◆ Set task ◆
Put the lines of the records, from the start through the line containing "[(392, 34)]", into a numbered list, skipping any blank lines. Leave the pictures out.

[Extracted records]
☆ ☆ ☆ ☆ ☆ ☆ ☆

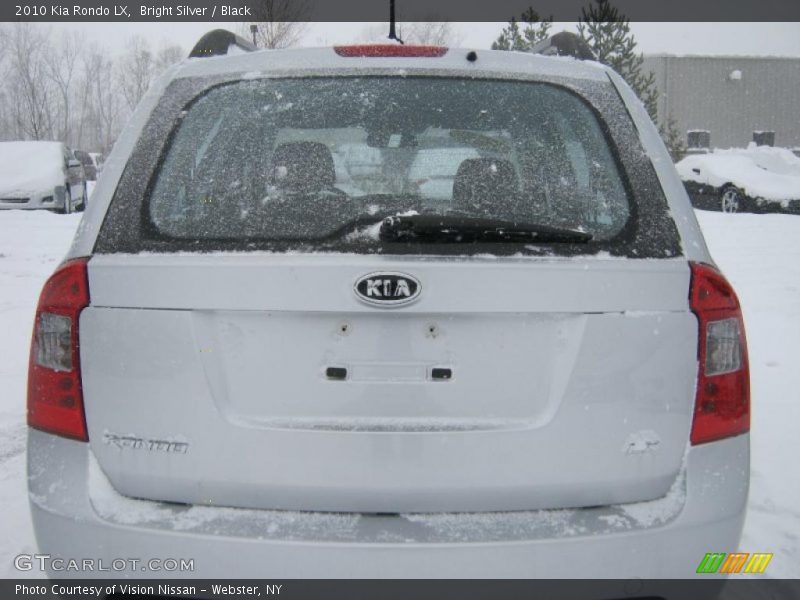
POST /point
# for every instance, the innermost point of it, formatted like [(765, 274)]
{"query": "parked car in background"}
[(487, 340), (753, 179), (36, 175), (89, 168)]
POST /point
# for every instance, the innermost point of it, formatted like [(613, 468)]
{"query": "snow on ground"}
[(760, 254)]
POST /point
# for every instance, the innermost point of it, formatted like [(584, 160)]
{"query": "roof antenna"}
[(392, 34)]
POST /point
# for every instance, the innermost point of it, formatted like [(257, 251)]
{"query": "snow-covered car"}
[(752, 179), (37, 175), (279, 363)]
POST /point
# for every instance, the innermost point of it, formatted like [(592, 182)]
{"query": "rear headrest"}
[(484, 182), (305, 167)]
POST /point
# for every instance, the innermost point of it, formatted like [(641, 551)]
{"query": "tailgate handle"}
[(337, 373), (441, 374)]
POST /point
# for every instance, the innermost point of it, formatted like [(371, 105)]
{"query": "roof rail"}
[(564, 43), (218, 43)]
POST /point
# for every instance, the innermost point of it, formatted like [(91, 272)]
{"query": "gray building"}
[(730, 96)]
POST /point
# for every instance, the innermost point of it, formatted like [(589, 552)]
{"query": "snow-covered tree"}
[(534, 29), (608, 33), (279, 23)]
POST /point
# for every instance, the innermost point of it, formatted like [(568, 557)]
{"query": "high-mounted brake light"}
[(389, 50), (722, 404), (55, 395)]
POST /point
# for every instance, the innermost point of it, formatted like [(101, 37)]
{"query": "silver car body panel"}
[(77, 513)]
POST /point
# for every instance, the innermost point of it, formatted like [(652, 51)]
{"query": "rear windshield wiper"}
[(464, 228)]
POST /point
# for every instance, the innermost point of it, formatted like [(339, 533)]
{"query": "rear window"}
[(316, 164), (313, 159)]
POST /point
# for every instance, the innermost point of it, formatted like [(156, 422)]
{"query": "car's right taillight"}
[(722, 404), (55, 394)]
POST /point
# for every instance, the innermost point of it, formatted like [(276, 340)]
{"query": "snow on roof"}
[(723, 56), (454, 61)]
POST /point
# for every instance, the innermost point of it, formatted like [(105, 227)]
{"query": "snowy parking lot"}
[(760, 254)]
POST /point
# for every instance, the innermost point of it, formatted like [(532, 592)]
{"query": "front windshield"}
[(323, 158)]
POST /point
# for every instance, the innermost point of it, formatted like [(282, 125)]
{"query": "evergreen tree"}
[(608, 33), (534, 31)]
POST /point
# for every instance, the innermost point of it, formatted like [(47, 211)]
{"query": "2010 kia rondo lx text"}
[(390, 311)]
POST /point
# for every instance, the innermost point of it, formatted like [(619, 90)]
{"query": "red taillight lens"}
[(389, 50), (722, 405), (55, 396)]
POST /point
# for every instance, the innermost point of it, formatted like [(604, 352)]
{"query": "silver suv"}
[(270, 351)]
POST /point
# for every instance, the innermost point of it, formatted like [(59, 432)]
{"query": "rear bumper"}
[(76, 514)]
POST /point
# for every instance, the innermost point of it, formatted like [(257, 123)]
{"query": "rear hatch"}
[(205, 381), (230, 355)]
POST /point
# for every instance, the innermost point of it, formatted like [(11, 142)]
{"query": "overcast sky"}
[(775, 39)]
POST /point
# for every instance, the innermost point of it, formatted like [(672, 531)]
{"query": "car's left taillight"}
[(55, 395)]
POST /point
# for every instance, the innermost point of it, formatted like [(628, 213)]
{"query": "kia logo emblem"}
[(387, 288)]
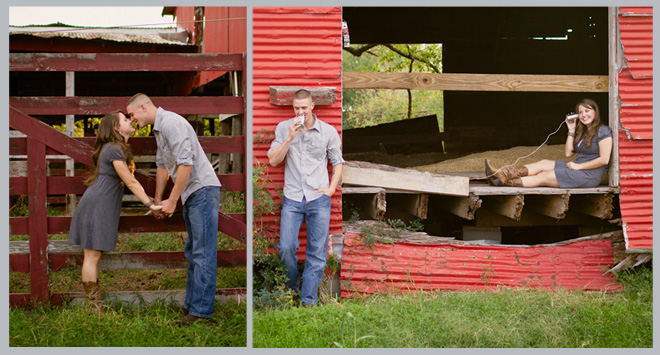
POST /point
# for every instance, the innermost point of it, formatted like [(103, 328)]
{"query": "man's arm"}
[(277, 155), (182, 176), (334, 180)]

☆ ☆ ☆ ☆ ☆ ☆ ☆

◆ Full output ◆
1. POST /point
2. # for every instance, the innermost point of it, formatted like [(765, 274)]
3. {"query": "parked car in background"}
4. [(487, 340), (753, 179), (36, 175), (89, 168)]
5. POST /point
6. # for every instance, the innermost point of it, formatted like [(613, 468)]
7. {"query": "snow on ground"}
8. [(760, 254)]
9. POST /point
10. # for every instance, the innermost point of it, formatted like [(584, 160)]
11. {"query": "roof antenna"}
12. [(392, 34)]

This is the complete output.